Even the shortest line counts, so transcribe all the data exactly.

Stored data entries
════

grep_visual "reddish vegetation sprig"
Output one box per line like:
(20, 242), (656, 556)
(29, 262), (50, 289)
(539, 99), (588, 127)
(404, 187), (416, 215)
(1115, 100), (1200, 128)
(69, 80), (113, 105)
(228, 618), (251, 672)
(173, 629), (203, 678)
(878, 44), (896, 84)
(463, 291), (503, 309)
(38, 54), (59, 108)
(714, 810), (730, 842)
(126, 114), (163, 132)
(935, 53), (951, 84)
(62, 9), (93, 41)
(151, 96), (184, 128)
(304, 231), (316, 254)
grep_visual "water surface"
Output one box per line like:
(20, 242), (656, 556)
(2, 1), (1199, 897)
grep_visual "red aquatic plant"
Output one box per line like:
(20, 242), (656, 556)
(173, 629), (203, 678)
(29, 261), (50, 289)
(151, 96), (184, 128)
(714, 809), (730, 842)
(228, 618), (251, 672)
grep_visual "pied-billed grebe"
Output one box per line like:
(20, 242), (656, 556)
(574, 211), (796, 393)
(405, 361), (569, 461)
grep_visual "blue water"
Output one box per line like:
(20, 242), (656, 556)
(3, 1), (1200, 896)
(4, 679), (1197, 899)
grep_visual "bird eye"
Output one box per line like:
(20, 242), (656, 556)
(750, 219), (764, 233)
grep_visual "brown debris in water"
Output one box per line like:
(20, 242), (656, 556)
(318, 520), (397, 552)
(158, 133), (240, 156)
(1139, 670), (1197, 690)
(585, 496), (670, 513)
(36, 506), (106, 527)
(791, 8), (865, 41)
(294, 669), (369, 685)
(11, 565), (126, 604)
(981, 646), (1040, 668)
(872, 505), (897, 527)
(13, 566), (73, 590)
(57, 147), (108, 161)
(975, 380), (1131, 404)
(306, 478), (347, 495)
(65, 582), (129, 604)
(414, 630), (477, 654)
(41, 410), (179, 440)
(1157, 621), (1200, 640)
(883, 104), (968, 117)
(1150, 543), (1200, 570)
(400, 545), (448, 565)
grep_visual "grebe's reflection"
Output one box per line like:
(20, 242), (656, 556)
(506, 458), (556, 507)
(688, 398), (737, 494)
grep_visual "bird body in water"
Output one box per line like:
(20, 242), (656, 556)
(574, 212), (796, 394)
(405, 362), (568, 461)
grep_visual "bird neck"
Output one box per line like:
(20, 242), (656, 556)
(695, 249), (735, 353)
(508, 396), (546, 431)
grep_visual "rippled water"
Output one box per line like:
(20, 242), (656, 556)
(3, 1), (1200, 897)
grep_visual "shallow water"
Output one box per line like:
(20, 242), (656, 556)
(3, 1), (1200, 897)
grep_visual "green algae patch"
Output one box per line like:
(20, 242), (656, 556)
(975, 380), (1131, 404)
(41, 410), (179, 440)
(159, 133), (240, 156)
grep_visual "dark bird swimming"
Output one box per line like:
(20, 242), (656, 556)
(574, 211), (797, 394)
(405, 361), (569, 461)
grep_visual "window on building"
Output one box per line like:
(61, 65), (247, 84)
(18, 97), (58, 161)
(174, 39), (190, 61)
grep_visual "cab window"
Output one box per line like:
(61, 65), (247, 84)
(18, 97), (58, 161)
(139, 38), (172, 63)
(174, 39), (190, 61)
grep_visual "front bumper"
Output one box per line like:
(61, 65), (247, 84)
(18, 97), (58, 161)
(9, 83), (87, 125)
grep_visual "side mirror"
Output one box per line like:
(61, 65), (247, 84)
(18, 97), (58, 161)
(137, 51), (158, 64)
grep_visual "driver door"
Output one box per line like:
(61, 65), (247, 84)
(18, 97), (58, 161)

════

● **PROBLEM SOLUTION**
grep_visual "reddish vegetation sprig"
Output one box per line like:
(20, 242), (656, 556)
(29, 262), (50, 289)
(539, 99), (588, 127)
(404, 187), (416, 215)
(1115, 100), (1200, 128)
(69, 80), (113, 105)
(228, 618), (251, 672)
(173, 629), (203, 678)
(878, 44), (896, 84)
(463, 291), (503, 309)
(38, 54), (59, 108)
(714, 810), (730, 842)
(126, 114), (163, 132)
(935, 53), (951, 84)
(62, 9), (93, 41)
(151, 96), (184, 128)
(304, 231), (316, 254)
grep_visual "water surface"
Output one box per line like:
(20, 242), (656, 556)
(2, 1), (1199, 897)
grep_visual "red aquatic plant"
Output one box per line like:
(20, 242), (656, 556)
(173, 629), (203, 678)
(29, 261), (50, 289)
(151, 96), (184, 128)
(714, 809), (730, 842)
(228, 618), (251, 672)
grep_visual "pied-billed grebe"
Output one box per line like:
(20, 242), (656, 556)
(574, 211), (796, 393)
(405, 361), (569, 461)
grep_visual "blue water"
Output one box per line like:
(20, 242), (656, 556)
(3, 1), (1200, 896)
(4, 679), (1197, 899)
grep_visual "bird eye"
Output one box per line like:
(20, 242), (656, 556)
(750, 219), (764, 233)
grep_visual "brown debris in water"
Output one box per line like:
(20, 242), (656, 556)
(318, 520), (397, 552)
(158, 133), (240, 156)
(1139, 670), (1197, 690)
(585, 496), (670, 513)
(36, 506), (106, 527)
(791, 8), (865, 41)
(294, 669), (369, 685)
(11, 565), (126, 604)
(981, 646), (1040, 668)
(872, 505), (897, 527)
(13, 566), (73, 590)
(57, 147), (108, 161)
(975, 380), (1131, 404)
(306, 478), (347, 495)
(65, 582), (129, 604)
(414, 630), (477, 654)
(41, 410), (179, 440)
(1157, 621), (1200, 640)
(883, 104), (968, 117)
(1150, 543), (1200, 570)
(400, 545), (448, 565)
grep_visual "grebe's reflection"
Output one box per line like:
(20, 242), (656, 556)
(506, 458), (556, 507)
(688, 398), (737, 494)
grep_visual "bird body in water"
Output one box per line like:
(20, 242), (656, 556)
(574, 212), (796, 394)
(405, 362), (568, 461)
grep_visual "bird neck"
Output one box per line like:
(20, 242), (656, 556)
(695, 249), (735, 353)
(508, 396), (546, 431)
grep_visual "rippled water"
Output one box per line like:
(20, 242), (656, 556)
(3, 1), (1200, 897)
grep_visual "shallow water"
Output one box per line like:
(20, 242), (656, 556)
(3, 1), (1200, 897)
grep_visual "green algae patch"
Output one box per line like:
(20, 242), (656, 556)
(975, 380), (1131, 404)
(41, 410), (179, 440)
(159, 133), (240, 156)
grep_visual "dark bird swimming"
Output one box per line like:
(20, 242), (656, 556)
(574, 211), (797, 394)
(405, 361), (569, 461)
grep_visual "window on building"
Output one box per line like:
(61, 65), (247, 84)
(18, 97), (58, 161)
(174, 39), (190, 61)
grep_visual "cab window"
Output one box per line like:
(61, 65), (247, 84)
(18, 97), (58, 161)
(139, 38), (172, 63)
(174, 39), (190, 61)
grep_visual "front bumper"
Output one box per line like:
(61, 65), (247, 84)
(18, 97), (58, 161)
(9, 83), (87, 125)
grep_visual "side mirror"
Output one box per line like:
(61, 65), (247, 84)
(18, 97), (58, 161)
(137, 51), (158, 64)
grep_visual "driver door"
Output one box per line like:
(61, 65), (247, 84)
(18, 97), (58, 161)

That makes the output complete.